---- Исходный текст

15.04. Петербург, здравствуй! Какой ты город особенный, любимчик. Встретил меня девственно чистым апрельским небом, без единого облачка. Я вышла на вокзальную площадь и улыбнулась тебе, Петербург, не могла сдержаться. Потому что имеешь ты влияние на мою судьбу. И глупо сопротивляться. И не хочется сопротивляться. Позавтракала сегодня у тети Жени. Отдала ей коробку «Птичьего молока». Привела себя в порядок. Макияж, укладка, прикид. Сижу – жду Лешиного звонка, если он будет, конечно. Но еще чуть-чуть посижу дома и отправлюсь на «дежурную» прогулку, первую в этом году. Нижинский, я любуюсь вашим городом, и то, что здесь жили Вы, обернется для меня новой ценностью.
Сижу и сияю, как солнышко. Вспоминаю Олега и всю сопутствующую тусовку, нахального Лешу, который доставал меня с чтением моих стихов, а сейчас не звонит. В Питере всегда охватывает непередаваемое чувство легкости.
Не терпится пойти погулять. Явить Питеру себя – красотулечку. И получить отклик. Люблю Питер бесконечно. И верю в него больше, чем в себя. Странно звучит.
С. – Петербург, Ваша милость. Лестница моей судьбы.
Была на дневном спектакле «Нижинский» в особняке Белосельских-Белозерс-ких на Невском. Очень неудобный зал, ряды без подъема. Я сидела в 16 и почти ничего не видела. Хорошо, что наизусть знаю все, ловила интонации. Мне показалось, спектакль глохнет в большом этом холодновато-голубом зале. Удачно – большие зеркала с одной стороны зала, напротив – ряд окон. Когда совсем не видела происходящего на сцене, косилась в зеркала, в этом особая прелесть. Нельзя входить в одно состояние дважды. Я простилась. И этот просмотр скользнул мимо моей боли. Мне показалось, играли вполсилы, снижен темп, и динамика пауз не так резко ощутима. А может, я слишком уж хорошо знаю каждую мелочь в спектакле и придираюсь. К тому же отстранение Бог-й расстроило меня. Нет, она не должна приходить в восторг от лицезрения меня, но если читала рецензию, то я надеялась, хоть что-то новенькое в отношениях. Для нее я – пустое место, как и для остальных. Алеши не было. Не позвонил он. Возможно, и это испортило мне настроение. И мне даже хотелось уехать из Питера как можно быстрее. Я думала – целых два дня еще!
Вечером же поехала к Вячикам. Развеялась немножко. Понимаю, как много для меня значит общение. Очень много. Общение просто с приятными мне людьми огромное удовольствие доставляет. А если с теми обожаемыми, к которым тянусь, – бесконечно прекрасно.
День был солнечный. Но опять мы временами менялись с погодой местами. Я – пасмурная, день – чистый. Или наоборот. Хоть не зацикливаюсь теперь на отрицательных своих ощущениях, а то бы – капут. Шутливо-добродушный тон посиделки у Вячиков меня взбодрил. Дальше… сколько-то тактов тишины и… звук лопнувшей струны? Или снова лестница?

--------

**Что нужно сделать:**
Перепишите дословно фрагмент текста о Петербурге между словами «Не терпится пойти» и «Лестница моей судьбы.» включительно.

---- Предоставленные данные

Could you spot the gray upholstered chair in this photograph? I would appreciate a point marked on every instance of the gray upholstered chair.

--------

**Решение задания:**
Не терпится пойти погулять. Явить Питеру себя – красотулечку. И получить отклик. Люблю Питер бесконечно. И верю в него больше, чем в себя. Странно звучит.
С. – Петербург, Ваша милость. Лестница моей судьбы.